## TASK DESCRIPTION
Give again, exactly as written, each line of the material below starting at the line that contains "Category: player's neck" and ending at the line that contains "Category: short dark hair". Both ends count, and no other line does.
:: GIVEN INFORMATION ::
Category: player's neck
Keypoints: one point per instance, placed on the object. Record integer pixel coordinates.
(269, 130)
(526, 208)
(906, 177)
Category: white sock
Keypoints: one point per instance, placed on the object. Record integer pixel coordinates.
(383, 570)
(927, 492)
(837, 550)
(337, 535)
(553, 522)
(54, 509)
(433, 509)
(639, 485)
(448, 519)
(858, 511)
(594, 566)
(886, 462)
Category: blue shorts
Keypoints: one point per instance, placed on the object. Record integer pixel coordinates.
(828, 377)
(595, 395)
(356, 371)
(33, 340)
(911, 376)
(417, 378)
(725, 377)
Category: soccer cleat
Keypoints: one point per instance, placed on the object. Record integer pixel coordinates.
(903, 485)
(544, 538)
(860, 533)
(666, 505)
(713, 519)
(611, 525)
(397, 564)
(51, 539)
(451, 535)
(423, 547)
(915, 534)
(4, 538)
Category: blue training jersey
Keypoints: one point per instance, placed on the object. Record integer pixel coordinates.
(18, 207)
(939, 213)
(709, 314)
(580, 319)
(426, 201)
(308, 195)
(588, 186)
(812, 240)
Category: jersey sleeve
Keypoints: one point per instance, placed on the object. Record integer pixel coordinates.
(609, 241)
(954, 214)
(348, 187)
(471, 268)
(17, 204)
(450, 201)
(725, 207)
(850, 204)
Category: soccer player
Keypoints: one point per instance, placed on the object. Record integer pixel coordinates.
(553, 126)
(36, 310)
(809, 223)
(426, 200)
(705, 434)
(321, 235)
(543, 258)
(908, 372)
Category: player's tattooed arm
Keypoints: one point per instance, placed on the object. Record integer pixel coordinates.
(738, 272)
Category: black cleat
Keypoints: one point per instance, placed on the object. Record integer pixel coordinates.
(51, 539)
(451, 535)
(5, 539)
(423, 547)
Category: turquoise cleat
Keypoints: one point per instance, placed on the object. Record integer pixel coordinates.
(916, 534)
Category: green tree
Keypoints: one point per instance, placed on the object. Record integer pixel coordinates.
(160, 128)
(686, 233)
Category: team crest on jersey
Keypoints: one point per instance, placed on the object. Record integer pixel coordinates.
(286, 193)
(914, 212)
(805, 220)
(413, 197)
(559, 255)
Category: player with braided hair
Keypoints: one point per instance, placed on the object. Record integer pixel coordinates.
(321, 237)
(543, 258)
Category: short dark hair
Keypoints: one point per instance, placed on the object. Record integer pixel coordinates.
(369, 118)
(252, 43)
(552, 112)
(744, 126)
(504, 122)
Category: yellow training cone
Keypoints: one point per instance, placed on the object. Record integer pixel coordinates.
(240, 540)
:::
:: GIVEN INFORMATION ::
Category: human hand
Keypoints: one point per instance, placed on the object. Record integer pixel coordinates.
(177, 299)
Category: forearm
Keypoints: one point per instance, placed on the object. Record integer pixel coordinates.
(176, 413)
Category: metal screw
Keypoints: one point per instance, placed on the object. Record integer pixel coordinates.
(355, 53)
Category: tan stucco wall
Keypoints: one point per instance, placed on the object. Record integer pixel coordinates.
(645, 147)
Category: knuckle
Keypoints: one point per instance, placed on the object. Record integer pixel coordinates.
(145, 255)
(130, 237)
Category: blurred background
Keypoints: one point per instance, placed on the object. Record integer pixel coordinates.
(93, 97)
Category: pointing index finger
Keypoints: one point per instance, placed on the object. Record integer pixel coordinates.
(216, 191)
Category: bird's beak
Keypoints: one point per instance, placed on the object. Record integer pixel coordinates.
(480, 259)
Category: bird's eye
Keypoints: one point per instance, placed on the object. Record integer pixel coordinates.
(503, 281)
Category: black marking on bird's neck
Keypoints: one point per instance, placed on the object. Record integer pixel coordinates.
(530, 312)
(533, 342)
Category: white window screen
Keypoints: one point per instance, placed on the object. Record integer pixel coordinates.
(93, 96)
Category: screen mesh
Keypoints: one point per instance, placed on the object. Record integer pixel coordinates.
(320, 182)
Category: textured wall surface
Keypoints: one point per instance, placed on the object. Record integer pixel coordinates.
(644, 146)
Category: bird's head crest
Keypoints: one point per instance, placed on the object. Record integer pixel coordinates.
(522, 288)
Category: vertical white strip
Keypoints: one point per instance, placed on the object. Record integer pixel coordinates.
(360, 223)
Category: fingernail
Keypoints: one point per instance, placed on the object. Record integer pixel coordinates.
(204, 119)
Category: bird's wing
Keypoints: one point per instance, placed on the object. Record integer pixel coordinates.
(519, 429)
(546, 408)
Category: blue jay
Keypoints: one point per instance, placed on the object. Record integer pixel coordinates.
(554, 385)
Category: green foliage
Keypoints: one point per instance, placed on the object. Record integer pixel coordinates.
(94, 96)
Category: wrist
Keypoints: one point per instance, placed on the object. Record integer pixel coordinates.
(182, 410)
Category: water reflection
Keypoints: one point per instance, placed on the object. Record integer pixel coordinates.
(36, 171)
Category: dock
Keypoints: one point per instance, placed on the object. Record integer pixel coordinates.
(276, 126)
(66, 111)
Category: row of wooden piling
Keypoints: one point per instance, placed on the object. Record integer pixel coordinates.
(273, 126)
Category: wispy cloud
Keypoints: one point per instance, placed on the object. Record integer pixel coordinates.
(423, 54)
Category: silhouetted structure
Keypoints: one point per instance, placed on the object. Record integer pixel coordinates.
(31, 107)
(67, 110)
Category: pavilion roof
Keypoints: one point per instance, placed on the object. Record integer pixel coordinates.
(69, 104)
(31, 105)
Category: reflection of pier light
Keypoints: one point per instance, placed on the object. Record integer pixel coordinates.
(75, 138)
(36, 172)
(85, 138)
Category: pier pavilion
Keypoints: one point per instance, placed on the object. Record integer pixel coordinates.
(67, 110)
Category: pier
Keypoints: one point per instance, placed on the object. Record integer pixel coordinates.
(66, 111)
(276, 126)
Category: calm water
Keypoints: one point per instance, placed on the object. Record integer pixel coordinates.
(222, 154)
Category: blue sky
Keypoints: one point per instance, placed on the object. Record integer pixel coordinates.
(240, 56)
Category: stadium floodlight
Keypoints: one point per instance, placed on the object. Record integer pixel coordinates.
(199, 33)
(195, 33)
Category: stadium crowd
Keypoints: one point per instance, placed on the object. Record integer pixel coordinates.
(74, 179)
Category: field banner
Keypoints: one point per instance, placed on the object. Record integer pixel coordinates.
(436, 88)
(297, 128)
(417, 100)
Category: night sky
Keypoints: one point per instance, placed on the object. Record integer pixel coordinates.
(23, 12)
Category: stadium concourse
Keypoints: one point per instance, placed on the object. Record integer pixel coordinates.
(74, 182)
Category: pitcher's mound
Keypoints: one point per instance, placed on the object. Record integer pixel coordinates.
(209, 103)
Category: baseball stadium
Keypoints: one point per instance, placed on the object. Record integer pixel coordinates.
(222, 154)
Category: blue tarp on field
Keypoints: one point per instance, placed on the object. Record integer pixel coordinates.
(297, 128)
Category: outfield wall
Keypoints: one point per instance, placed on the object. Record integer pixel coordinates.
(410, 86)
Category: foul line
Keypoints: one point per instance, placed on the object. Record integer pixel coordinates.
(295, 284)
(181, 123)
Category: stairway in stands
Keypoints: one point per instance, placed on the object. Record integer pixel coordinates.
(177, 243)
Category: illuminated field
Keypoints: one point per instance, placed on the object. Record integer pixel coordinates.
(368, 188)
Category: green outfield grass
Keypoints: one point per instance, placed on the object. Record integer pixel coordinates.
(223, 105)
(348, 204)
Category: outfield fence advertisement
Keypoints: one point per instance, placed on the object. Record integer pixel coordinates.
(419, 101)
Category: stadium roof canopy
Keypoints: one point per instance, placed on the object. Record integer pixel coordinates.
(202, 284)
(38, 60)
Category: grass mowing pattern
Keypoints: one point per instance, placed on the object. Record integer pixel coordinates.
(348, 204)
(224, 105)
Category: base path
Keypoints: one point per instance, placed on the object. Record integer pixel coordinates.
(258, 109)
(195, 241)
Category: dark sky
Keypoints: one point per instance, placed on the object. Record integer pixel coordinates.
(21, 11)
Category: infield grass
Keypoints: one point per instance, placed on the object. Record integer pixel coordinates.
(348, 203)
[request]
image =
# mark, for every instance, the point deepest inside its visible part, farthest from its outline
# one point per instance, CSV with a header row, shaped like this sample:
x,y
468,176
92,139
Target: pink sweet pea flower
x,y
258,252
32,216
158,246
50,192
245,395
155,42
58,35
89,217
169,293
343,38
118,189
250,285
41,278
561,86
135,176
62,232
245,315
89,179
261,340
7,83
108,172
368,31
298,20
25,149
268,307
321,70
:::
## ANSWER TO THE PROBLEM
Category: player's neck
Keypoints: one point per instance, placed on the object. Record integer pixel coordinates.
(269, 130)
(526, 208)
(906, 177)
Category: white sock
Keypoints: one point per instance, placed on the object. Record integer pixel coordinates.
(383, 570)
(927, 492)
(837, 550)
(337, 535)
(553, 522)
(54, 509)
(433, 509)
(639, 485)
(448, 519)
(858, 511)
(594, 566)
(886, 462)
Category: blue shorts
Keypoints: one point per instance, placed on the object. Record integer pixel coordinates.
(828, 377)
(595, 395)
(356, 371)
(33, 340)
(911, 376)
(417, 378)
(725, 377)
Category: soccer cleat
Keypoints: one point per instance, placed on the object. Record integer pixel coordinates.
(903, 485)
(544, 538)
(860, 533)
(666, 505)
(713, 519)
(611, 525)
(397, 564)
(51, 539)
(451, 535)
(423, 547)
(915, 534)
(4, 538)
Category: blue training jersey
Keypoints: one point per instance, placed on the object. Record integer pixel coordinates.
(18, 207)
(939, 213)
(709, 314)
(580, 319)
(426, 201)
(308, 195)
(588, 186)
(812, 240)
Category: jersey sleeve
Keypoints: one point per instance, placed on the object. Record integer pixel coordinates.
(609, 241)
(954, 214)
(348, 187)
(471, 268)
(17, 204)
(450, 201)
(725, 207)
(850, 204)
Category: soccer player
Keypoints: one point per instance, placed on the object. Record integer pixel coordinates.
(553, 126)
(36, 310)
(809, 223)
(426, 200)
(705, 434)
(321, 235)
(543, 258)
(908, 372)
Category: player's tattooed arm
Keypoints: one point per instance, placed on the object. Record integer pixel coordinates.
(738, 272)
Category: black cleat
Keypoints: one point per instance, placed on the object. Record integer pixel coordinates.
(51, 539)
(451, 535)
(5, 539)
(423, 547)
Category: turquoise cleat
Keypoints: one point per instance, placed on the object. Record integer pixel coordinates.
(916, 534)
Category: green tree
Keypoints: one point per instance, placed on the object. Record integer pixel coordinates.
(160, 128)
(686, 233)
Category: team crest on jersey
Keypoints: one point per instance, placed on the object. Record integer pixel coordinates.
(286, 193)
(914, 212)
(805, 220)
(413, 197)
(559, 255)
Category: player with braided hair
Keypoints: one point per instance, placed on the object. Record integer pixel coordinates.
(321, 237)
(543, 258)
Category: short dark hair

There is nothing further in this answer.